### GOAL OF THE EXERCISE
A verbatim copy of the lines from the one with "the red shorts" through the final line below is required; print it and nothing else.

### SUPPLIED RECORDS

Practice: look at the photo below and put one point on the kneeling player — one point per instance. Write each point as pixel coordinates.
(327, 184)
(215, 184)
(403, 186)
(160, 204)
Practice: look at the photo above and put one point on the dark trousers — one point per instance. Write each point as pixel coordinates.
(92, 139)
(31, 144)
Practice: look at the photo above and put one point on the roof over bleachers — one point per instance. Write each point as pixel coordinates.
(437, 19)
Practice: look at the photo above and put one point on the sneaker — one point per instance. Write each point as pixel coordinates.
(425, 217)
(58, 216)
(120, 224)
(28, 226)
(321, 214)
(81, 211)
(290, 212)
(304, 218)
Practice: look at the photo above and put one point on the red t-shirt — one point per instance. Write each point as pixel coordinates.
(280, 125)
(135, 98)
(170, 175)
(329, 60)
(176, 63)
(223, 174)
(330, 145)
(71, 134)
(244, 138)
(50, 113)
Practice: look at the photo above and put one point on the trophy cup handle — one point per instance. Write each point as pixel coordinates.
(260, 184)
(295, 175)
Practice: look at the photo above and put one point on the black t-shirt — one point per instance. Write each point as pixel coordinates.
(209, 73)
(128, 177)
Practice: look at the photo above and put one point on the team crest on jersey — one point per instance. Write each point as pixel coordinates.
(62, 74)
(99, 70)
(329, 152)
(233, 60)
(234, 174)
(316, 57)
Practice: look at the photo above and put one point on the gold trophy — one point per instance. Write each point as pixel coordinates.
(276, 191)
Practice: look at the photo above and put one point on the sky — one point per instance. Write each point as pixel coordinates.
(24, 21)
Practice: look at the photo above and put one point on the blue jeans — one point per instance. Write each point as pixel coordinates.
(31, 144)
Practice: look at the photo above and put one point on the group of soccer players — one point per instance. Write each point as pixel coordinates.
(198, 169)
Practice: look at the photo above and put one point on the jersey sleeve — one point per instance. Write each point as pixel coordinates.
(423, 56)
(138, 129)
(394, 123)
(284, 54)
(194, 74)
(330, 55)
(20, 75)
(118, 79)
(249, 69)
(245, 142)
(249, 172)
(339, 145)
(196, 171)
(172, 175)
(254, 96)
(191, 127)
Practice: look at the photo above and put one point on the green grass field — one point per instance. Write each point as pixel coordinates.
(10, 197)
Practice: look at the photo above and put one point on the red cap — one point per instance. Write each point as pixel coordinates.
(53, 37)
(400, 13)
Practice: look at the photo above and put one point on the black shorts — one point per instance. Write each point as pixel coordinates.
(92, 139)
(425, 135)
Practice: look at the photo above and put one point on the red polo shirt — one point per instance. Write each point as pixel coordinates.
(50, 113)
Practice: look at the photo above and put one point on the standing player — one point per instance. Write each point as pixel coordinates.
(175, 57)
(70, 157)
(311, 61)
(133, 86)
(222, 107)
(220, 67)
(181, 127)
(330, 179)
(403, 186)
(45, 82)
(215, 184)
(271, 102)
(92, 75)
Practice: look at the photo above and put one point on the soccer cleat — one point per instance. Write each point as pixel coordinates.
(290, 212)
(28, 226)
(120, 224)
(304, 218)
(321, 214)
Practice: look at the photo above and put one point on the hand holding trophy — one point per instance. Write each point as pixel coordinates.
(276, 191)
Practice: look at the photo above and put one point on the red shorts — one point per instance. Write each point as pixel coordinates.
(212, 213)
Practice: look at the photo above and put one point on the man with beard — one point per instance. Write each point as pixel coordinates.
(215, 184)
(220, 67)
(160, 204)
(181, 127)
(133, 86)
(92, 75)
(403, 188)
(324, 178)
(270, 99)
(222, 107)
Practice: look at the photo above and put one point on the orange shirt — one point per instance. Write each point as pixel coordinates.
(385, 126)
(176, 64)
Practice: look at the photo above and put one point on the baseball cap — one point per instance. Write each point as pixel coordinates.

### THE ANSWER
Practice: look at the photo above and put one point on the red shorts — one point per instance. Write each point as pixel coordinates.
(212, 213)
Practice: look at the photo above and put one point on the man with beard — one point per instance. Write each point as pixel coordinates.
(215, 184)
(220, 67)
(160, 204)
(181, 127)
(133, 86)
(92, 75)
(403, 188)
(324, 178)
(270, 99)
(222, 107)
Practice: look at the photo above and put one point on the orange shirt — one point per instance. Write each point as pixel coordinates.
(385, 126)
(176, 64)
Practice: look at the photo above and put one point on the baseball cap — one point per instance. Write each point as pixel coordinates.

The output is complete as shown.